Exercise directions: Reproduce every one of the following items word for word, omitting the pictures.
[Begin Records for processing]
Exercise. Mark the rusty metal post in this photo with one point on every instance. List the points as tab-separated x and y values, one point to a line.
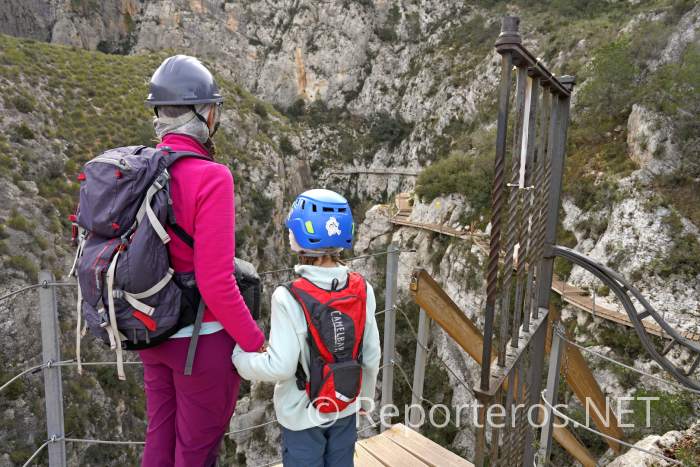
392	267
419	366
51	354
509	31
555	356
[End Records for processing]
Correct result:
Exercise. Mark the rusty metal post in this photo with one point on every instance. List the points as tab-separated x and y values, one point to a line.
392	267
419	366
51	354
509	31
555	356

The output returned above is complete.